# TEXTO DO EXERCÍCIO:
Publicado em O Estado de São Paulo, 8 de março de 2024)
Tempos atrás, se você fosse brilhante e quisesse salvar o mundo, o caminho era se tornar físico. Assim era e foi o que fez Ênnio Candotti, que nos deixou em dezembro passado. Nascido na Itália, Ênnio chegou no Brasil ainda criança e estudou física na Universidade de São Paulo e depois na Itália, procurando seguir os passos da geração de Marcelo Damy, Mario Schenberg, José Leite Lopes, Sérgio Mascarenhas, Oscar Salla e outros que, na década de 40, trouxeram para o Brasil os conhecimentos e as esperanças que as descobertas dos segredos dos átomos e do universo anunciavam. Ênnio, nos anos mais recentes, foi o fundador e presidente do Museu da Amazônia, depois de ter sido, por quatro vezes, presidente da Sociedade Brasileira para o Progresso da Ciência e criador da revista Ciência Hoje.

# SOBRE A TAREFA:
Retome o texto sobre Ênnio Candotti e dê continuidade a ele a partir da última frase. As entradas que vêm em seguida provêm de outra fonte.

# INFORMAÇÕES FORNECIDAS:
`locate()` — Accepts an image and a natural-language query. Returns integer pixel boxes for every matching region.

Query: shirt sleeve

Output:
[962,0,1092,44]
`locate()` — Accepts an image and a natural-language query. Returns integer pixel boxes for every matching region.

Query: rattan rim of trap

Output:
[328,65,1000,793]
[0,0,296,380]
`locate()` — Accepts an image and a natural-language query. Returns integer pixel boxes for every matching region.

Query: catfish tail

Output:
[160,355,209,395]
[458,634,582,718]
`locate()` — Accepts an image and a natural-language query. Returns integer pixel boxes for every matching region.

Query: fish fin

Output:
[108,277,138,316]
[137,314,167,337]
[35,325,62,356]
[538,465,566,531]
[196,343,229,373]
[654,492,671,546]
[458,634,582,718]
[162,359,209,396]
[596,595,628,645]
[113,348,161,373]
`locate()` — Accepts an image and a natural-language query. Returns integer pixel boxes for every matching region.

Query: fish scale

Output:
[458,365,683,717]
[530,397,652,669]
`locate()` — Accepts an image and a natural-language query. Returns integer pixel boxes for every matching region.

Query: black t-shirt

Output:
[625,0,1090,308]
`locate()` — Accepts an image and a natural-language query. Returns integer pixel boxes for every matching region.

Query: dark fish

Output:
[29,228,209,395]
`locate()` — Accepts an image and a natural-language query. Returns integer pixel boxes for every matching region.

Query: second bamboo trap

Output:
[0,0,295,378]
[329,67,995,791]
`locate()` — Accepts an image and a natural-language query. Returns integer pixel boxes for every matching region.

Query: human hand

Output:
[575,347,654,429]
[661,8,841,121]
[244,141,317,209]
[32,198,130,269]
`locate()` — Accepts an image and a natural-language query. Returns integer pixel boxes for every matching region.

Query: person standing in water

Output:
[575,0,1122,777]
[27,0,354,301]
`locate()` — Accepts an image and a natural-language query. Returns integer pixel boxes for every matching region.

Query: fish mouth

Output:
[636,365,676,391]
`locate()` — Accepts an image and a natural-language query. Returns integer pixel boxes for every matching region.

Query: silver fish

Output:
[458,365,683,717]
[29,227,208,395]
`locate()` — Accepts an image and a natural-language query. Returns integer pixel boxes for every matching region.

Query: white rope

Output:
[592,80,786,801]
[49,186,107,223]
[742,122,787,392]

# RESPOSTA DA TAREFA:
Eles eram não só cientistas, mas intelectuais públicos. Por um lado, ajudavam a desvendar os segredos na natureza, trabalhando nos limites do que o raciocínio matemático, as observações experimentais e a livre troca de ideias entre os pares permitiam. Por outro, acreditavam que, se os mesmos métodos fossem aplicados para produzir riqueza e organizar a sociedade, o futuro estava garantido. Além pesquisar, se valiam das cátedras para difundir suas ideias entre os alunos, escreviam nos jornais e se mobilizavam para que os governos dessem aos cientistas os recursos e a autonomia que precisavam para trabalhar. Em 1948, sessenta cientistas paulistas, em grande parte professores da USP, criaram a SBPC nos moldes da American Association for the Advancement of Science, estabelecida cem anos antes para “promover a cooperação entre cientistas, defender a liberdade científica, incentivar a responsabilidade científica e apoiar a educação e a divulgação científica para o bem da humanidade”.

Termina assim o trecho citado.